## [Records excerpted from a collection]
--- BEGIN ---

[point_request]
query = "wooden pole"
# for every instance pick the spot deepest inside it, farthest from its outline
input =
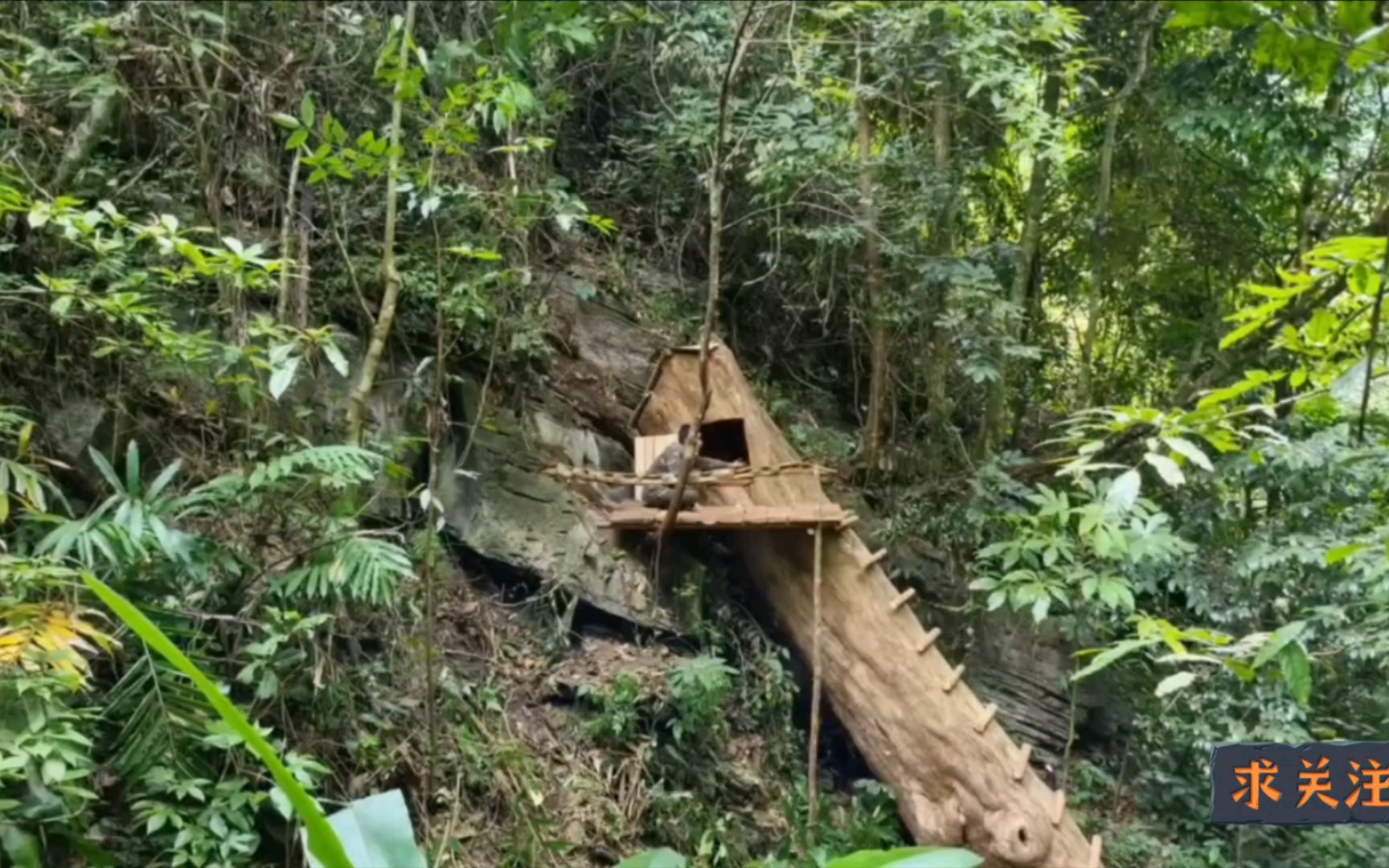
(813, 763)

--- END ---

## [WRITTEN PROBLEM]
Reproduce every line of the records above without any change, omitting the pictures from your answer.

## [RESULT OF THIS EXERCISE]
[point_request]
query = "wooden pole"
# for every instance pick the spot deepest inside it, farthest from its outline
input =
(813, 763)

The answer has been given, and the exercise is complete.